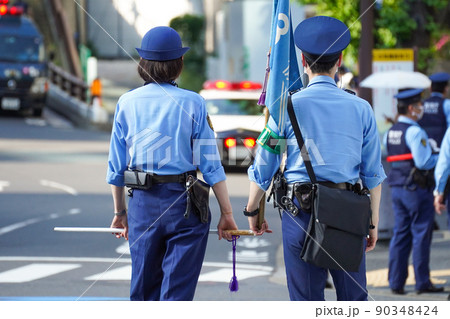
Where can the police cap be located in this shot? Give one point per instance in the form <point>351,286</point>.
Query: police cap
<point>161,44</point>
<point>322,38</point>
<point>440,77</point>
<point>409,96</point>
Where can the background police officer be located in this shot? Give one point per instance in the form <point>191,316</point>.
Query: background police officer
<point>340,131</point>
<point>412,203</point>
<point>441,173</point>
<point>155,131</point>
<point>436,117</point>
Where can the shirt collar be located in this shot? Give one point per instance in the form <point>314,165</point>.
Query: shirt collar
<point>407,120</point>
<point>322,79</point>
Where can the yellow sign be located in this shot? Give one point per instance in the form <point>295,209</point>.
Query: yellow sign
<point>393,55</point>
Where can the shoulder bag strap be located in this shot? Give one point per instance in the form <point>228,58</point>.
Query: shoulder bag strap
<point>300,141</point>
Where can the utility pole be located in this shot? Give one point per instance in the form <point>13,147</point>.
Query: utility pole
<point>365,46</point>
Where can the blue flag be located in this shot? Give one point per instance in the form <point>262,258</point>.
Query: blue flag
<point>282,74</point>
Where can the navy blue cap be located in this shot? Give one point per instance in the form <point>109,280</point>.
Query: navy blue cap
<point>161,44</point>
<point>322,38</point>
<point>440,77</point>
<point>409,96</point>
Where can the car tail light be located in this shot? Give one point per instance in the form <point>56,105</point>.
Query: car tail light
<point>5,10</point>
<point>226,85</point>
<point>248,85</point>
<point>230,142</point>
<point>217,85</point>
<point>249,142</point>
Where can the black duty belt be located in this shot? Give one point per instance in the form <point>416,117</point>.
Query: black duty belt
<point>163,179</point>
<point>293,186</point>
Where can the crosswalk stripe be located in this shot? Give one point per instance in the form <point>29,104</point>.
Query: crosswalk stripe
<point>121,273</point>
<point>34,272</point>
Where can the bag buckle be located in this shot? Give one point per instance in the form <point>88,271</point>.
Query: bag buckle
<point>289,205</point>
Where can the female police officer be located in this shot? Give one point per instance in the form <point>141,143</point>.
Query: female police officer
<point>164,131</point>
<point>343,130</point>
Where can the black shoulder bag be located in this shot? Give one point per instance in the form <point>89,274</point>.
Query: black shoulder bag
<point>339,221</point>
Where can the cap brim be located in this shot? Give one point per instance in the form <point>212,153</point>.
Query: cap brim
<point>162,55</point>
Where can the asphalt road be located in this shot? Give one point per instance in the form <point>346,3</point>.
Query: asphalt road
<point>53,174</point>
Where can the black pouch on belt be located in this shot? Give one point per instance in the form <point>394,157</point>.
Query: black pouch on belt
<point>137,180</point>
<point>304,193</point>
<point>198,192</point>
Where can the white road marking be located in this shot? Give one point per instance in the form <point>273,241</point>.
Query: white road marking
<point>66,259</point>
<point>59,186</point>
<point>15,226</point>
<point>38,270</point>
<point>123,249</point>
<point>3,184</point>
<point>35,220</point>
<point>36,122</point>
<point>121,273</point>
<point>34,271</point>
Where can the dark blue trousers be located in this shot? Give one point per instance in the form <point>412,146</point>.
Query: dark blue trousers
<point>167,250</point>
<point>306,281</point>
<point>413,226</point>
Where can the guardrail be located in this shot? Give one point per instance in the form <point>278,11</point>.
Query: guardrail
<point>69,83</point>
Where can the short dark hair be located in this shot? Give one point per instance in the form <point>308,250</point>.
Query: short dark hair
<point>317,66</point>
<point>402,108</point>
<point>160,71</point>
<point>438,86</point>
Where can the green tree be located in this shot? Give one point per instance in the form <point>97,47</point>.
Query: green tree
<point>397,24</point>
<point>192,31</point>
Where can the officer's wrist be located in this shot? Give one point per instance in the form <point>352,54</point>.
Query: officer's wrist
<point>121,213</point>
<point>250,213</point>
<point>437,193</point>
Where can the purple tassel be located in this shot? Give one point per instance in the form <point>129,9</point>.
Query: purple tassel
<point>262,98</point>
<point>234,285</point>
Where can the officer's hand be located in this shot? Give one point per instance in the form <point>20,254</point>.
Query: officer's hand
<point>372,239</point>
<point>439,204</point>
<point>120,222</point>
<point>253,224</point>
<point>226,222</point>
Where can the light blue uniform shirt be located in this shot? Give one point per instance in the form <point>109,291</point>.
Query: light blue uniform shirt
<point>162,129</point>
<point>446,106</point>
<point>442,169</point>
<point>417,140</point>
<point>340,133</point>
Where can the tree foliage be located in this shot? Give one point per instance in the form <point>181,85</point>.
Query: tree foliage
<point>192,32</point>
<point>419,24</point>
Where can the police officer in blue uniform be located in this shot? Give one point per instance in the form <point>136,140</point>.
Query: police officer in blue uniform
<point>436,113</point>
<point>341,134</point>
<point>441,173</point>
<point>162,132</point>
<point>412,200</point>
<point>436,117</point>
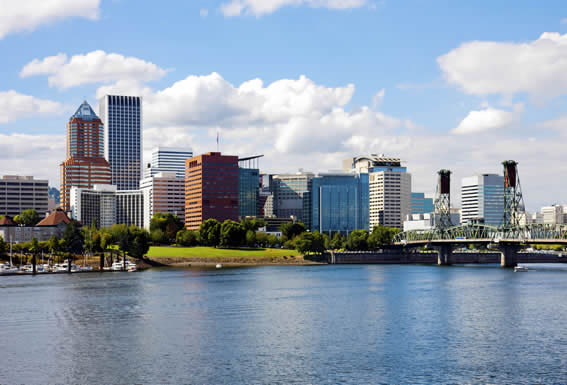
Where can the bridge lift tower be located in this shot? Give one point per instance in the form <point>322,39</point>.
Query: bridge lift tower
<point>443,200</point>
<point>513,198</point>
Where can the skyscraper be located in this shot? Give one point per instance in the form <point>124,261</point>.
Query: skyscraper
<point>122,118</point>
<point>211,189</point>
<point>482,199</point>
<point>168,159</point>
<point>84,165</point>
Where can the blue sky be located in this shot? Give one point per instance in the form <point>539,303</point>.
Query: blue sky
<point>455,81</point>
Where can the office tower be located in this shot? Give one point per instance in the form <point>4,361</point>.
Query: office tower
<point>482,199</point>
<point>106,206</point>
<point>420,204</point>
<point>84,165</point>
<point>292,196</point>
<point>122,118</point>
<point>168,159</point>
<point>340,202</point>
<point>164,192</point>
<point>211,189</point>
<point>19,193</point>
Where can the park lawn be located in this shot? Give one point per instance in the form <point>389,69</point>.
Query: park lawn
<point>212,252</point>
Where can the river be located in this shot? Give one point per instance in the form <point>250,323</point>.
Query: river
<point>331,324</point>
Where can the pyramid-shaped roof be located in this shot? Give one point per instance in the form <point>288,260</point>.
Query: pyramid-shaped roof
<point>85,112</point>
<point>55,218</point>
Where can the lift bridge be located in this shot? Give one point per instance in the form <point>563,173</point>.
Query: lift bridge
<point>510,237</point>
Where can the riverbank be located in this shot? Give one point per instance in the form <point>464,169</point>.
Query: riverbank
<point>210,256</point>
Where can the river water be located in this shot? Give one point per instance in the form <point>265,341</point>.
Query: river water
<point>286,325</point>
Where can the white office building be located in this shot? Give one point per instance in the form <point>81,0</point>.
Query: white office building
<point>168,159</point>
<point>482,199</point>
<point>163,193</point>
<point>122,119</point>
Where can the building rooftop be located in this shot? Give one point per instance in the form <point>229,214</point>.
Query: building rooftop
<point>55,218</point>
<point>85,112</point>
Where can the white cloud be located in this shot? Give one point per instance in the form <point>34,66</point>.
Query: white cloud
<point>488,119</point>
<point>538,67</point>
<point>14,105</point>
<point>378,99</point>
<point>27,15</point>
<point>93,67</point>
<point>262,7</point>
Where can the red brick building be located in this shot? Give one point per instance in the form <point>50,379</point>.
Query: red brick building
<point>211,189</point>
<point>85,165</point>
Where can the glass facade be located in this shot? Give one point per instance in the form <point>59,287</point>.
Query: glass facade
<point>340,203</point>
<point>122,118</point>
<point>248,192</point>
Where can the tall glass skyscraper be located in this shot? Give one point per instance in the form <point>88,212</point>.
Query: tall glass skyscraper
<point>122,118</point>
<point>340,203</point>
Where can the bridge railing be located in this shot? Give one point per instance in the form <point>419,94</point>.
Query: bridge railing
<point>480,231</point>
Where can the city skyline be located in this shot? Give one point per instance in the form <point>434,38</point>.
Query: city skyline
<point>351,94</point>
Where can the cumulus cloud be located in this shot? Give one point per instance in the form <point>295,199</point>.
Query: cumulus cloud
<point>14,105</point>
<point>27,15</point>
<point>93,67</point>
<point>538,68</point>
<point>488,119</point>
<point>262,7</point>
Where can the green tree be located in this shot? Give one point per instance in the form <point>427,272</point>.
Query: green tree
<point>232,234</point>
<point>338,242</point>
<point>209,232</point>
<point>381,236</point>
<point>29,217</point>
<point>187,238</point>
<point>291,230</point>
<point>73,238</point>
<point>357,240</point>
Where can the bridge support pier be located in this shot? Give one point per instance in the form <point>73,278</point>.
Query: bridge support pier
<point>509,255</point>
<point>444,255</point>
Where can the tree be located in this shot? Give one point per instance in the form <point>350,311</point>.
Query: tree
<point>168,223</point>
<point>250,238</point>
<point>232,234</point>
<point>209,232</point>
<point>357,240</point>
<point>187,238</point>
<point>381,236</point>
<point>29,217</point>
<point>338,242</point>
<point>291,230</point>
<point>73,238</point>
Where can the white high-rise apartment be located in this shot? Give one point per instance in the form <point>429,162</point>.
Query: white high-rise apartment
<point>390,197</point>
<point>482,199</point>
<point>122,119</point>
<point>163,193</point>
<point>168,159</point>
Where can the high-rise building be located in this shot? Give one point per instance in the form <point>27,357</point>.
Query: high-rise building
<point>84,165</point>
<point>122,118</point>
<point>420,204</point>
<point>482,199</point>
<point>211,189</point>
<point>19,193</point>
<point>168,159</point>
<point>106,206</point>
<point>163,193</point>
<point>292,196</point>
<point>340,202</point>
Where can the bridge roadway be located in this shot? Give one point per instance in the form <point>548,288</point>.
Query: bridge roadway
<point>398,256</point>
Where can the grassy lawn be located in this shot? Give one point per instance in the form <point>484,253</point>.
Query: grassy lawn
<point>211,252</point>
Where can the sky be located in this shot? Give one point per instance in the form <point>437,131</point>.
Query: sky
<point>440,84</point>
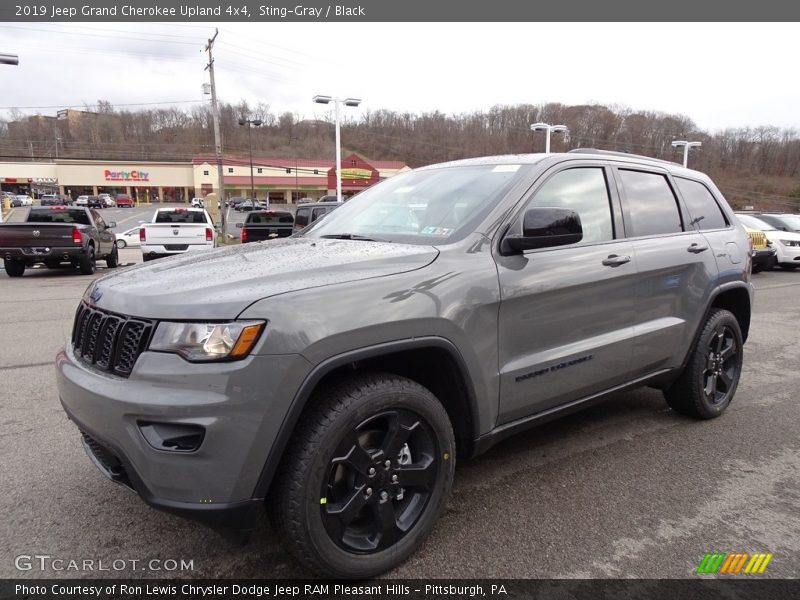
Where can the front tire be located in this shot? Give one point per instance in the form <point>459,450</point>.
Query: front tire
<point>366,476</point>
<point>707,384</point>
<point>112,260</point>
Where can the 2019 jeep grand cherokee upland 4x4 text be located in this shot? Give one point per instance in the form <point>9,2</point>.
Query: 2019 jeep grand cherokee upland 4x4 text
<point>463,302</point>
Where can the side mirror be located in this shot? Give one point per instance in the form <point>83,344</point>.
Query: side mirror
<point>546,227</point>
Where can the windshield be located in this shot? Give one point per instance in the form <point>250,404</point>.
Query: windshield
<point>754,223</point>
<point>431,206</point>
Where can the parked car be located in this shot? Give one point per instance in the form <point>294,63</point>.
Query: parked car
<point>22,200</point>
<point>263,225</point>
<point>177,231</point>
<point>55,235</point>
<point>763,251</point>
<point>124,201</point>
<point>786,243</point>
<point>784,222</point>
<point>54,200</point>
<point>339,371</point>
<point>308,213</point>
<point>128,238</point>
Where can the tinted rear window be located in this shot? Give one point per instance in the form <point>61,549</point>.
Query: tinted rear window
<point>703,208</point>
<point>270,219</point>
<point>180,216</point>
<point>652,205</point>
<point>59,216</point>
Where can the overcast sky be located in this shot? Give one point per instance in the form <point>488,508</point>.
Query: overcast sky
<point>719,75</point>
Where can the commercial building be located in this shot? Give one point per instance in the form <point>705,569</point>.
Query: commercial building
<point>282,180</point>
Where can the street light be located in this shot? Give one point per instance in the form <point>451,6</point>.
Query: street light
<point>250,124</point>
<point>336,103</point>
<point>686,146</point>
<point>548,128</point>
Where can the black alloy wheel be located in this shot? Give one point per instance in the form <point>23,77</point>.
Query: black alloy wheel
<point>379,481</point>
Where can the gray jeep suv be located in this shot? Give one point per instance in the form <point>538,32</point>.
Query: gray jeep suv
<point>334,376</point>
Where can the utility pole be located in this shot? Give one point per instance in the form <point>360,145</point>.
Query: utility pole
<point>217,136</point>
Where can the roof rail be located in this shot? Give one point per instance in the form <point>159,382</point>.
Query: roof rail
<point>616,153</point>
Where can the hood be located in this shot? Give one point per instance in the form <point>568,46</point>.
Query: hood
<point>220,284</point>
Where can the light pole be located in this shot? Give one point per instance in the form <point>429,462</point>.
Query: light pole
<point>686,146</point>
<point>250,124</point>
<point>294,138</point>
<point>336,103</point>
<point>548,129</point>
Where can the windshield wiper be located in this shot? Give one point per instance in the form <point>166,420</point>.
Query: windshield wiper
<point>351,236</point>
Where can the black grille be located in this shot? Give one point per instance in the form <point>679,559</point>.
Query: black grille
<point>108,341</point>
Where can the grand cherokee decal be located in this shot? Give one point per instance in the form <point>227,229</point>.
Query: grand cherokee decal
<point>553,368</point>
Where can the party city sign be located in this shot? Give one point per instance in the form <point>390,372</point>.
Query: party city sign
<point>133,175</point>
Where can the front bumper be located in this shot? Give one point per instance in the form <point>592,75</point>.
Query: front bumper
<point>239,405</point>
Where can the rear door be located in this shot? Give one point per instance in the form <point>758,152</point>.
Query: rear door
<point>676,268</point>
<point>566,315</point>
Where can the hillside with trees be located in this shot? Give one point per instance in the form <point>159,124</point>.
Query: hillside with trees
<point>757,166</point>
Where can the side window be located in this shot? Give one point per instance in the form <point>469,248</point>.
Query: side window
<point>652,205</point>
<point>703,208</point>
<point>585,191</point>
<point>301,219</point>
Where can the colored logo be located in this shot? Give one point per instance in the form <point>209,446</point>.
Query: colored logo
<point>133,175</point>
<point>734,563</point>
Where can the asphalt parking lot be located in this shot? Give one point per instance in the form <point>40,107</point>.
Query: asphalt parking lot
<point>625,489</point>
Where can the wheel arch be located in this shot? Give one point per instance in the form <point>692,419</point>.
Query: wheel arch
<point>433,362</point>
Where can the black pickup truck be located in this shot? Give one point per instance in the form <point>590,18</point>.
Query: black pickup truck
<point>58,234</point>
<point>263,225</point>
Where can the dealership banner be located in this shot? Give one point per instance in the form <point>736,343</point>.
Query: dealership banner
<point>408,589</point>
<point>399,10</point>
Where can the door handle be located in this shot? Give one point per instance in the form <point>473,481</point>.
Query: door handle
<point>615,260</point>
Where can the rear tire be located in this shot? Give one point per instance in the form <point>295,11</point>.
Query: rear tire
<point>112,260</point>
<point>14,268</point>
<point>707,384</point>
<point>366,476</point>
<point>88,262</point>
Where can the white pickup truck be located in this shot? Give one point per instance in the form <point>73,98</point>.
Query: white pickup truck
<point>176,231</point>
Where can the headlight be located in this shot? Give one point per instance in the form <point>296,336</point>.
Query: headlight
<point>207,341</point>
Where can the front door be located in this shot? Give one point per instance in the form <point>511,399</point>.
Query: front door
<point>566,315</point>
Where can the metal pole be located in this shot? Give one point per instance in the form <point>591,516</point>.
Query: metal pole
<point>217,136</point>
<point>338,154</point>
<point>250,142</point>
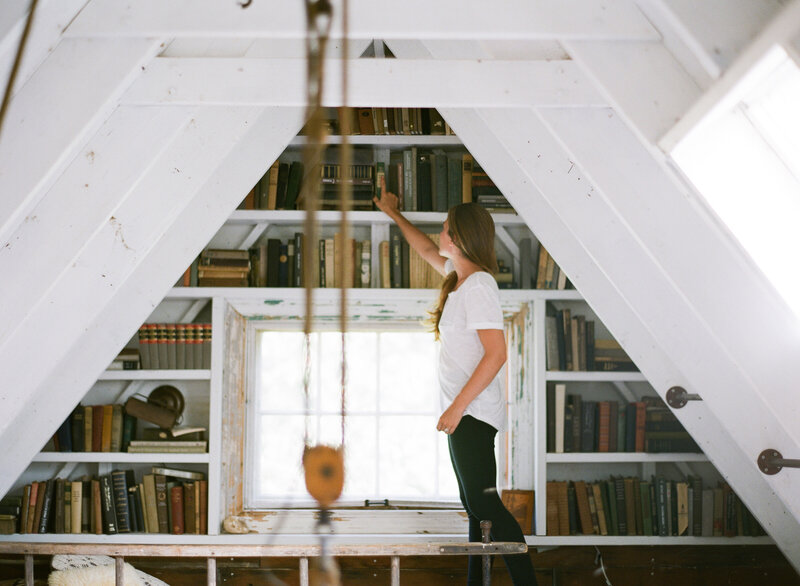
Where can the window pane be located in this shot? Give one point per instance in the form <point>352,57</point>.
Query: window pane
<point>408,379</point>
<point>280,374</point>
<point>448,484</point>
<point>361,457</point>
<point>279,457</point>
<point>407,468</point>
<point>362,374</point>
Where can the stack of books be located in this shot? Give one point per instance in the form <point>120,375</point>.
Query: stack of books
<point>223,268</point>
<point>175,346</point>
<point>570,345</point>
<point>165,501</point>
<point>10,512</point>
<point>360,178</point>
<point>655,507</point>
<point>94,428</point>
<point>578,425</point>
<point>127,359</point>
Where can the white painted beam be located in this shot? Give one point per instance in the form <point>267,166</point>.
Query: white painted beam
<point>715,31</point>
<point>60,106</point>
<point>127,268</point>
<point>50,19</point>
<point>113,160</point>
<point>368,19</point>
<point>377,82</point>
<point>783,29</point>
<point>643,81</point>
<point>601,239</point>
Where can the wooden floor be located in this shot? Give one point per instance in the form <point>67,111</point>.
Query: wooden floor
<point>564,566</point>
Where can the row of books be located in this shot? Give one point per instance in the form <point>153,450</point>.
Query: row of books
<point>278,263</point>
<point>108,428</point>
<point>95,428</point>
<point>173,346</point>
<point>164,501</point>
<point>433,180</point>
<point>660,507</point>
<point>392,121</point>
<point>425,180</point>
<point>577,425</point>
<point>570,345</point>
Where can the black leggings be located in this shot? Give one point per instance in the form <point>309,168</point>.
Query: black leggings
<point>472,454</point>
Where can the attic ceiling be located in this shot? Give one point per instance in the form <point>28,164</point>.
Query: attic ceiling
<point>135,129</point>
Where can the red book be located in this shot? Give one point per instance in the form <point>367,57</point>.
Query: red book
<point>203,506</point>
<point>641,411</point>
<point>176,498</point>
<point>189,503</point>
<point>97,428</point>
<point>603,426</point>
<point>32,500</point>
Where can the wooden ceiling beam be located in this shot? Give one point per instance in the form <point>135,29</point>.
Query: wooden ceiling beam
<point>411,19</point>
<point>376,82</point>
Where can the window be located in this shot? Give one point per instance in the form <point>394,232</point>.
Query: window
<point>392,405</point>
<point>744,159</point>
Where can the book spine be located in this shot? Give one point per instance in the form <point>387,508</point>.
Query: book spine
<point>161,503</point>
<point>48,496</point>
<point>109,515</point>
<point>120,499</point>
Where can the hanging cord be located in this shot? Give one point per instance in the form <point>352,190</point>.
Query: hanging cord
<point>318,22</point>
<point>347,269</point>
<point>12,76</point>
<point>598,559</point>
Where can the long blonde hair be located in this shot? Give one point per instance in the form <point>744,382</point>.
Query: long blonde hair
<point>471,229</point>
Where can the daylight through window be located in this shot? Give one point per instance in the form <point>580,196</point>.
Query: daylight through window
<point>392,405</point>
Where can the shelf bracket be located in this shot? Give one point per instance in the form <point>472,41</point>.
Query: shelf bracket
<point>677,397</point>
<point>192,312</point>
<point>772,461</point>
<point>625,391</point>
<point>253,235</point>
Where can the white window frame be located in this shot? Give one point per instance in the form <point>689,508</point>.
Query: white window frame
<point>253,409</point>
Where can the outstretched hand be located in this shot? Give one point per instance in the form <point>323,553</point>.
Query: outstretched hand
<point>388,201</point>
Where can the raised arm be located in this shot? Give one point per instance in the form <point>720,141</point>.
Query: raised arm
<point>416,238</point>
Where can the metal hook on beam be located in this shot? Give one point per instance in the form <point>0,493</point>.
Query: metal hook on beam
<point>772,461</point>
<point>677,397</point>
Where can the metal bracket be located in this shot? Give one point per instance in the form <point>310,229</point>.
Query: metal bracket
<point>677,397</point>
<point>772,461</point>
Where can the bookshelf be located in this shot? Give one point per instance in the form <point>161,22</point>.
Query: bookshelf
<point>533,465</point>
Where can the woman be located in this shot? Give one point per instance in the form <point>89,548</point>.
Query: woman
<point>468,322</point>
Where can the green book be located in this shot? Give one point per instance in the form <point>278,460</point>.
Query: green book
<point>610,517</point>
<point>612,507</point>
<point>293,185</point>
<point>647,519</point>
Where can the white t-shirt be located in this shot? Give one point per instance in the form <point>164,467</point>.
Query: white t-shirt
<point>475,305</point>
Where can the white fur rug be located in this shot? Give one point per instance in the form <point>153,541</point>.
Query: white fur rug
<point>95,570</point>
<point>93,576</point>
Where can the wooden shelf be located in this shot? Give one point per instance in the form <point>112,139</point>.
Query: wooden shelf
<point>387,140</point>
<point>622,457</point>
<point>156,374</point>
<point>358,218</point>
<point>121,457</point>
<point>594,376</point>
<point>542,540</point>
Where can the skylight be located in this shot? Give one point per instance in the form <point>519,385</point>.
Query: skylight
<point>744,158</point>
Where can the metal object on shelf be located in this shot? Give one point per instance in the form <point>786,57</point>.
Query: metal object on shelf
<point>772,461</point>
<point>677,397</point>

====

(Stated exercise) Rewrite the listing from its start through the line containing "<point>393,55</point>", both ends included, keeping every line and adding 109 to each coordinate in the answer points. The sample point in each line beginning "Where can" stays unchanged, and the pictures are left out.

(Exercise result)
Where can the police cap be located in this shot? Give one point per instance in the form <point>351,286</point>.
Query: police cap
<point>270,153</point>
<point>431,147</point>
<point>549,186</point>
<point>518,205</point>
Where can the background police officer be located in this shot? Give one point per instance in the form <point>191,316</point>.
Query: background police officer
<point>449,240</point>
<point>521,312</point>
<point>550,282</point>
<point>264,240</point>
<point>545,226</point>
Where can the shirt collar be located in this shot? Give one point per instance in the form <point>314,165</point>.
Query: shirt collar
<point>516,229</point>
<point>431,188</point>
Where can the yellow sign be located in this shot? Give one point per instance in the form <point>295,209</point>.
Query: yellow sign
<point>502,164</point>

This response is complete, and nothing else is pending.